• Entries shown
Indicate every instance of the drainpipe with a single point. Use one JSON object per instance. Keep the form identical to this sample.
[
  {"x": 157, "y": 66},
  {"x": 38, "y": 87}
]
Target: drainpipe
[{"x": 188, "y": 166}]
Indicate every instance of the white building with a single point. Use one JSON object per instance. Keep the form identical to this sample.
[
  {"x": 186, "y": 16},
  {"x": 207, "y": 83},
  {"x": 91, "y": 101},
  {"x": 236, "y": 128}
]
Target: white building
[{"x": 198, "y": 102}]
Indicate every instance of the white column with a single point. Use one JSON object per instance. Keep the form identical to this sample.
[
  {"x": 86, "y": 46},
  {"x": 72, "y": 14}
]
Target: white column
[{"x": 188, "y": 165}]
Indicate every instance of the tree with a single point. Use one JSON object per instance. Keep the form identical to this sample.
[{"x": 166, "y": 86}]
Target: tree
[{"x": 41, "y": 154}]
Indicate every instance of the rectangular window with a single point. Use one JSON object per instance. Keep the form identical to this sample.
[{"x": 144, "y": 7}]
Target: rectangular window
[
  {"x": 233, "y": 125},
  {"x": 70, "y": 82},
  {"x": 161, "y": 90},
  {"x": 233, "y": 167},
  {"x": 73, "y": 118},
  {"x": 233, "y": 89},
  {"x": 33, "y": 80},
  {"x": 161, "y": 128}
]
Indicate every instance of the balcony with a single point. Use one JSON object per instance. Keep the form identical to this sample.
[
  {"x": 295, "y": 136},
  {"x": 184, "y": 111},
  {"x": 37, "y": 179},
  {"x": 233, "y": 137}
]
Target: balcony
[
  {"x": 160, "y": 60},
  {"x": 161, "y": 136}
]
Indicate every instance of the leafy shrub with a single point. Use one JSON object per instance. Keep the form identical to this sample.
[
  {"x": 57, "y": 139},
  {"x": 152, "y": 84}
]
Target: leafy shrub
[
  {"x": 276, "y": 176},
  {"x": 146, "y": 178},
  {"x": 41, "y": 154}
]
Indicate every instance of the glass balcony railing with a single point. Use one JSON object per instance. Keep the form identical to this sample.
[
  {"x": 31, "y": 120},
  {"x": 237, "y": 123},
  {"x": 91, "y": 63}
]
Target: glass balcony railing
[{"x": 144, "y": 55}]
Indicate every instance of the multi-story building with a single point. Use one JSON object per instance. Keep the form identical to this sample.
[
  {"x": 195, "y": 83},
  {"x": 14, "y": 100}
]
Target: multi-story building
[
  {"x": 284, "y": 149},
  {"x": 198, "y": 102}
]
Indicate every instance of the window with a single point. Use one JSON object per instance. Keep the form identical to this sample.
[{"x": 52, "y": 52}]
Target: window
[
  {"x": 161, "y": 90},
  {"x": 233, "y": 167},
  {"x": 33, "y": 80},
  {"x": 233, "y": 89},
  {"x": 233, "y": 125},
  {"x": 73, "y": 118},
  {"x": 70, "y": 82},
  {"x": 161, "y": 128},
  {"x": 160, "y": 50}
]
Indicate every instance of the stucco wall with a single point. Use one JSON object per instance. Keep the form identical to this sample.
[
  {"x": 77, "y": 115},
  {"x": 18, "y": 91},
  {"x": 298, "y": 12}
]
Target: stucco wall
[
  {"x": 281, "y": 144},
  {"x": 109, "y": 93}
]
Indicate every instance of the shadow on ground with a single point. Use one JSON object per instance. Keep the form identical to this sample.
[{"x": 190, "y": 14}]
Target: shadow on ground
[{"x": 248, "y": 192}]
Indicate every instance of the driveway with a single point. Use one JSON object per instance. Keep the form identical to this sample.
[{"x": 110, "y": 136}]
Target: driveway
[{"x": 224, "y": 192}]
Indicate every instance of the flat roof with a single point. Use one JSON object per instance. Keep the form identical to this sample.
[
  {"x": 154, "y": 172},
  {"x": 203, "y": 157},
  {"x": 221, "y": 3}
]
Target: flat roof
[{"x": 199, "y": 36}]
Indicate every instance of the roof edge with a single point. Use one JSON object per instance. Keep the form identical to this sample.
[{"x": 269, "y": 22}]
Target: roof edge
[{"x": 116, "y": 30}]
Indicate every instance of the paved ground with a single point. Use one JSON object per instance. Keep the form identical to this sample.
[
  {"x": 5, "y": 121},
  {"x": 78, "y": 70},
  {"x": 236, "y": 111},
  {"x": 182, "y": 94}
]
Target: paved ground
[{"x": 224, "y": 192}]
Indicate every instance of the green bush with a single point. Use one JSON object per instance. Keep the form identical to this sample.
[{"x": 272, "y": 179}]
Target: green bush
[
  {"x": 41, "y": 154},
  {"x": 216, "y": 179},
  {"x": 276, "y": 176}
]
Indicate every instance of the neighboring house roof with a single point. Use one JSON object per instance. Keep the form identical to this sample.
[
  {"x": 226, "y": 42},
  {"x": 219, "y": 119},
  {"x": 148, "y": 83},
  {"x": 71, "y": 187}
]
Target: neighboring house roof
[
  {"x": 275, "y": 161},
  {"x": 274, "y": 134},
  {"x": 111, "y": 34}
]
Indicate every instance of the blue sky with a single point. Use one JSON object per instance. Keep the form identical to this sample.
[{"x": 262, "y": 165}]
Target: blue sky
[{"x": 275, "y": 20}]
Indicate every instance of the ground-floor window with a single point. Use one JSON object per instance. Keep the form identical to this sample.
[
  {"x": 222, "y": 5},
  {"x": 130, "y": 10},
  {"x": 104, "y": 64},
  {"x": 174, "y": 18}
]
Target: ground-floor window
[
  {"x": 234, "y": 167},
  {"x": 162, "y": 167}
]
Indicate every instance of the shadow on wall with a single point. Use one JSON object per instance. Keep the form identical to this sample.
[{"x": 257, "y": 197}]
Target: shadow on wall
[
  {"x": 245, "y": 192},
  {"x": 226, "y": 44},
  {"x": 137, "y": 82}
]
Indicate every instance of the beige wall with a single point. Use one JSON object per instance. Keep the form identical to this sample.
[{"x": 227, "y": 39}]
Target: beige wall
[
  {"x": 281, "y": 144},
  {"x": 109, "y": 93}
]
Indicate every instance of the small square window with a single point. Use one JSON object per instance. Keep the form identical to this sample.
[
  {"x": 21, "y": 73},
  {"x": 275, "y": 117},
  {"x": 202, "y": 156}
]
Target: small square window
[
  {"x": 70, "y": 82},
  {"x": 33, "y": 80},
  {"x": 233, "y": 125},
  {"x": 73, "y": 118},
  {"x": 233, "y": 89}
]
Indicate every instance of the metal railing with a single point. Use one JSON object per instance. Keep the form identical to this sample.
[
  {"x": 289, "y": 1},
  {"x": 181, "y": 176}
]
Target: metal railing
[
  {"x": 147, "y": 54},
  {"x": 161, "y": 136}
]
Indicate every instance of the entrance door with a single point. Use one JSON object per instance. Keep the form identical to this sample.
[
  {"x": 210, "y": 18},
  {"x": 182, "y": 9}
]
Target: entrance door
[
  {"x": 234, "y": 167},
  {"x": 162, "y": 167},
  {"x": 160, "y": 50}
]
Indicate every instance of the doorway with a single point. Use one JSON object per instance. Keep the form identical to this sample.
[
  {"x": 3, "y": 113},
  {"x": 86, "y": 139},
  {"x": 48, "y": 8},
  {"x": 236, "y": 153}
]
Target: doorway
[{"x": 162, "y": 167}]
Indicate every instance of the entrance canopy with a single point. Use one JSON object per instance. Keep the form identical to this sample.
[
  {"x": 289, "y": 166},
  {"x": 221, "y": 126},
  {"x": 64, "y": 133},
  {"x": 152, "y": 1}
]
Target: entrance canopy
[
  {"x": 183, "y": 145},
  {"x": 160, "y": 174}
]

• Description of the task
The complete listing is to be repeated word for word.

• Task output
Indicate every instance of the drainpipe with a single point. Use one JSON object per instance. Keep the form identical to this sample.
[
  {"x": 157, "y": 66},
  {"x": 38, "y": 87}
]
Target: drainpipe
[{"x": 188, "y": 166}]
Indicate every instance of the white building with a single point. Use one JSON object per instance. Keep the form identical to this sample.
[
  {"x": 186, "y": 16},
  {"x": 207, "y": 83},
  {"x": 91, "y": 101},
  {"x": 236, "y": 128}
]
Target: white building
[{"x": 198, "y": 102}]
Indicate every instance of the white column with a single point. Use one JSON object per instance. Keep the form identical to this sample.
[
  {"x": 86, "y": 46},
  {"x": 72, "y": 14}
]
Target: white column
[{"x": 188, "y": 165}]
Indicate every instance of the tree with a single point. Use one JSON object per instance. Keep the form identical to this sample.
[{"x": 166, "y": 86}]
Target: tree
[{"x": 41, "y": 154}]
Indicate every instance of the rectangular window with a single point. Use one JSON object per instance. Keep the form identical to this sample.
[{"x": 144, "y": 7}]
Target: rectangular window
[
  {"x": 233, "y": 125},
  {"x": 70, "y": 82},
  {"x": 161, "y": 90},
  {"x": 233, "y": 167},
  {"x": 73, "y": 118},
  {"x": 233, "y": 89},
  {"x": 33, "y": 80},
  {"x": 161, "y": 128}
]
Indicate every instance of the balcony with a single point. Use one JSON object per instance. Keep the form identical to this sample.
[
  {"x": 295, "y": 136},
  {"x": 184, "y": 111},
  {"x": 37, "y": 179},
  {"x": 233, "y": 137}
]
Target: balcony
[
  {"x": 160, "y": 60},
  {"x": 161, "y": 136}
]
Indicate every instance of the leafy shrub with a single point. Use one JSON object per instance. Keep the form identical to this sample.
[
  {"x": 57, "y": 139},
  {"x": 152, "y": 84}
]
Target: leafy shrub
[
  {"x": 276, "y": 176},
  {"x": 146, "y": 178},
  {"x": 41, "y": 154}
]
Indicate every instance of the glass balcony railing with a single point. Use one JSON object per instance. Keep the form identical to this sample.
[
  {"x": 31, "y": 120},
  {"x": 237, "y": 123},
  {"x": 91, "y": 63}
]
Target: glass balcony railing
[{"x": 144, "y": 55}]
Indicate every instance of the multi-story building with a single point. Use one JSON object per instance. Keep the form identical to this sample.
[
  {"x": 195, "y": 83},
  {"x": 14, "y": 100}
]
Target: multi-story building
[
  {"x": 284, "y": 149},
  {"x": 198, "y": 102}
]
Indicate every instance of the window with a single point. Use one JSON object per instance. Keep the form identical to this sample.
[{"x": 52, "y": 52}]
Target: window
[
  {"x": 161, "y": 90},
  {"x": 233, "y": 167},
  {"x": 33, "y": 80},
  {"x": 233, "y": 89},
  {"x": 233, "y": 125},
  {"x": 73, "y": 118},
  {"x": 70, "y": 82},
  {"x": 161, "y": 128},
  {"x": 160, "y": 50}
]
Indicate every instance of the stucco wall with a single point. Use one JSON object per instance. Keep the form identical to this sample.
[
  {"x": 77, "y": 115},
  {"x": 18, "y": 91},
  {"x": 298, "y": 12}
]
Target: stucco wall
[
  {"x": 281, "y": 144},
  {"x": 109, "y": 93}
]
Indicate every instance of the shadow on ground with a single point. Use one JSON object per instance. Keep the form identical to this sample.
[{"x": 190, "y": 14}]
Target: shadow on ground
[{"x": 248, "y": 192}]
Indicate every instance of the driveway with a single point. Use one JSON object per instance. Keep the form identical to this sample.
[{"x": 110, "y": 136}]
Target: driveway
[{"x": 224, "y": 192}]
Indicate every instance of the flat roof with a single point. Use one JSON object per instance. Keep the form identical to this sample.
[
  {"x": 154, "y": 172},
  {"x": 203, "y": 157},
  {"x": 221, "y": 3}
]
Target: flat roof
[{"x": 199, "y": 36}]
Indicate every instance of the roof edge with a single point. Use one JSON object per instance. Keep the form identical to this sample.
[{"x": 269, "y": 22}]
Target: roof edge
[{"x": 116, "y": 30}]
Indicate every instance of the paved ground with a single point. Use one JSON object per instance. Keep the form identical to this sample.
[
  {"x": 5, "y": 121},
  {"x": 78, "y": 70},
  {"x": 236, "y": 111},
  {"x": 182, "y": 94}
]
Target: paved ground
[{"x": 224, "y": 192}]
Indicate every instance of the green bush with a single point. Use one JSON object per instance. Keep the form identical to this sample.
[{"x": 272, "y": 179}]
Target: green bush
[
  {"x": 41, "y": 154},
  {"x": 216, "y": 179},
  {"x": 276, "y": 176}
]
Indicate every instance of the neighboring house roof with a single point. Use one JSON object per instance. Keep the form identical to this sample.
[
  {"x": 226, "y": 42},
  {"x": 219, "y": 119},
  {"x": 148, "y": 83},
  {"x": 71, "y": 187}
]
Target: neighboring house roof
[
  {"x": 275, "y": 161},
  {"x": 274, "y": 134},
  {"x": 111, "y": 34}
]
Indicate every instance of the blue sky with a single point. Use one JSON object per instance. Keep the form identical to this sample.
[{"x": 262, "y": 165}]
Target: blue sky
[{"x": 275, "y": 20}]
Indicate every instance of the ground-floor window with a single point. Use one JSON object per instance. Keep the form identical to this sample.
[
  {"x": 222, "y": 5},
  {"x": 130, "y": 10},
  {"x": 104, "y": 64},
  {"x": 174, "y": 18}
]
Target: ground-floor window
[
  {"x": 234, "y": 167},
  {"x": 162, "y": 167}
]
Indicate every instance of the shadow on wall with a single point. Use one JSON object per instance. Keep the form identical to this sample.
[{"x": 257, "y": 197}]
Target: shadow on wall
[
  {"x": 245, "y": 192},
  {"x": 226, "y": 44},
  {"x": 137, "y": 82}
]
Indicate every instance of the beige wall with a single point. Use one JSON object per instance. Keep the form identical to this sample.
[{"x": 227, "y": 39}]
Target: beige wall
[
  {"x": 281, "y": 144},
  {"x": 109, "y": 93}
]
Indicate every instance of the small square window with a single point. Use one JSON object per instance. Keep the form identical to this sample.
[
  {"x": 21, "y": 73},
  {"x": 275, "y": 117},
  {"x": 202, "y": 156}
]
Target: small square window
[
  {"x": 70, "y": 82},
  {"x": 33, "y": 80},
  {"x": 233, "y": 125},
  {"x": 73, "y": 118},
  {"x": 233, "y": 89}
]
Indicate every instance of the metal railing with a single point. Use one JSON object per instance. Keep the form identical to this sample.
[
  {"x": 289, "y": 1},
  {"x": 181, "y": 176}
]
Target: metal railing
[
  {"x": 147, "y": 54},
  {"x": 161, "y": 136}
]
Indicate every instance of the entrance door with a single point. Use one JSON object per instance. Keep the form identical to this sample.
[
  {"x": 210, "y": 18},
  {"x": 182, "y": 9}
]
Target: entrance door
[
  {"x": 234, "y": 167},
  {"x": 162, "y": 167},
  {"x": 160, "y": 50}
]
Indicate every instance of the doorway with a single point. Use one JSON object per instance. Keep the form identical to this sample.
[
  {"x": 3, "y": 113},
  {"x": 86, "y": 139},
  {"x": 48, "y": 8},
  {"x": 236, "y": 153}
]
Target: doorway
[{"x": 162, "y": 167}]
Indicate every instance of the entrance canopy with a single point. Use one JSON object per instance. Keep the form identical to this sample.
[
  {"x": 289, "y": 166},
  {"x": 221, "y": 126},
  {"x": 64, "y": 133},
  {"x": 152, "y": 1}
]
Target: entrance canopy
[
  {"x": 183, "y": 145},
  {"x": 160, "y": 174}
]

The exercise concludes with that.